### Directions
A – Based on the passage on cardiac arrest in pregnancy, decide whether each statement agrees with it: (i) maternal survival rates as low as 7 percent have been reported; (ii) when only two responders are present, the second should attempt intubation; (iii) shocks for a pregnant patient in VF call for special defibrillator energy levels. Give yes or no for each, with the deciding words of the passage quoted.
B – Print the part of the passage on cardiac arrest in pregnancy from "The cardiologists go" to "are on site.".

### Text under study
--------------------
The Scientific Statement goes on to address the important factors in maternal arrest, including maternal physiology as it relates to resuscitation, pre-event planning of the critically ill pregnant patient, risk stratification during pregnancy, management of the unstable pregnant patient, basic life support (BLS) in pregnancy, advanced cardiovascular life support (ACLS) in pregnancy, neonatal considerations, emergency medical service care, cause of maternal arrest, point-of-care instruments, immediate post-arrest care, medico-legal considerations, and knowledge translation, training and education recommendations.
In their commentary, Myerburg and Lowery write that “it is curious that one area that has received very limited attention is the management of cardiac arrest in pregnancy, labor and delivery. Estimates of incidence place the risk at a level higher than that in the general age-related population — in the range of 1/15,000 to 1/30,000 — with maternal survival rates as low as 7 percent reported.… The AHA document is an outstanding example of a scientific statement addressing a low-frequency but important part of the realm of cardiac arrest. The document is particularly important because it makes up for the absence of any mention of the pregnant cardiac arrest victim in the BLS/ACLS teaching modules used for training of both professional and lay responders, despite the fact that a number of the response techniques are uniquely specific to the pregnant victim.”
The cardiologists go on to highlight the major points in the scientific statement that are relevant to the practitioner. Among the most relevant are some modifications of CPR unique to late pregnancy. Because of aorto-caval compression by the gravid uterus, BLS/CPR includes displacement of the uterus to the left (LUD) during BLS to relieve this impairment to circulatory support. Thus, if only two responders are available initially, the second responder is probably better advised to perform LUD, along with hands-only compressions by the first responder, until more responders are on site.
In addition, because of respiratory constraints in advanced pregnancy, and the fact that the pregnant victim is more dependent on O2 support during CPR, initial respiratory support is recommended to employ 100 percent O2 BMV before attempting intubation, which can be more difficult and time-consuming in this setting. There are no special requirements for chest compression techniques or defibrillator energy levels for shocks in the pregnant patient in VF, because there are no data suggesting arcing from the chest electrodes to the fetus.
Myerburg and Lowery also emphasized the need for more research. They pointed out that among the 79 recommendations in the AHA Scientific Statement, all but four are based on Level of Evidence C; the remainder were B. Based on incidence, adequately powered studies by single centers or small groups of institutions are unrealistic goals. However, the establishment of a carefully constructed and managed national data repository for cardiac arrests during pregnancy, as part of the general recommendation for national reporting of both out-of-hospital and in-hospital cardiac arrests in a recent Institute of Medicine report, appears warranted. These data sources can be used both for research purposes and for individual institutions to compare and modify their policies and procedures to national practices and outcomes.
--------------------
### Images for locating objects
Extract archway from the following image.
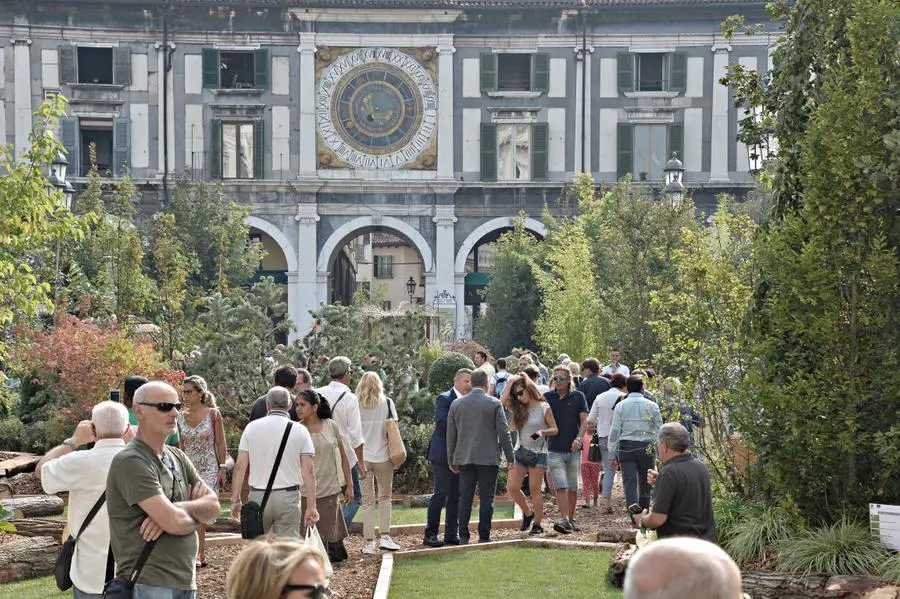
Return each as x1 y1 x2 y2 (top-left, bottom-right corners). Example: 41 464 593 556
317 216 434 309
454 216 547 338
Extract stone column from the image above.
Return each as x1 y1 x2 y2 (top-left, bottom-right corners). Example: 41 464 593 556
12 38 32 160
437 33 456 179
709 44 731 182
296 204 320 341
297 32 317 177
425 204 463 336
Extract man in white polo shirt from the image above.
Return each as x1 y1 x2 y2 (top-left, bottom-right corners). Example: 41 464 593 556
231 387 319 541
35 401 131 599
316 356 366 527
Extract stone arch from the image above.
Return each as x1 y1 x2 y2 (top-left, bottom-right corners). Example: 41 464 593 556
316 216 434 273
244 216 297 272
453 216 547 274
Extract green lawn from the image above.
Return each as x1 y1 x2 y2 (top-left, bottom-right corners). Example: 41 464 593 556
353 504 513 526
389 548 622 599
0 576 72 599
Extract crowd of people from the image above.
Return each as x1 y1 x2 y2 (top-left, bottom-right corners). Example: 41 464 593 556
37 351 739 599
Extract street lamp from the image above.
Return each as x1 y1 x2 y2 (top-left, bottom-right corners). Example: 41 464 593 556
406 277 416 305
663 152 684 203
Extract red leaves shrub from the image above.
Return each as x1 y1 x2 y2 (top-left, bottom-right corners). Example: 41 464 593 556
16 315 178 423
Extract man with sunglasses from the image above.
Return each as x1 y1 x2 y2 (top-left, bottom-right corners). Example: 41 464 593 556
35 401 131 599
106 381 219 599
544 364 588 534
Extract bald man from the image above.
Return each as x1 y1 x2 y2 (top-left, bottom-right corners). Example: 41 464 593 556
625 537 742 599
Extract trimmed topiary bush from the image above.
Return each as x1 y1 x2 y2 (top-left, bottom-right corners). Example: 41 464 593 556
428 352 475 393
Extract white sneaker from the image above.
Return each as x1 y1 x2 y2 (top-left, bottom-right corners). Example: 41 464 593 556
--------------------
### Answers for the tasks
A –
(i) Yes: "with maternal survival rates as low as 7 percent reported"
(ii) No: "the second responder is probably better advised to perform LUD, along with hands-only compressions by the first responder"
(iii) No: "There are no special requirements for chest compression techniques or defibrillator energy levels for shocks in the pregnant patient in VF"

B –
The cardiologists go on to highlight the major points in the scientific statement that are relevant to the practitioner. Among the most relevant are some modifications of CPR unique to late pregnancy. Because of aorto-caval compression by the gravid uterus, BLS/CPR includes displacement of the uterus to the left (LUD) during BLS to relieve this impairment to circulatory support. Thus, if only two responders are available initially, the second responder is probably better advised to perform LUD, along with hands-only compressions by the first responder, until more responders are on site.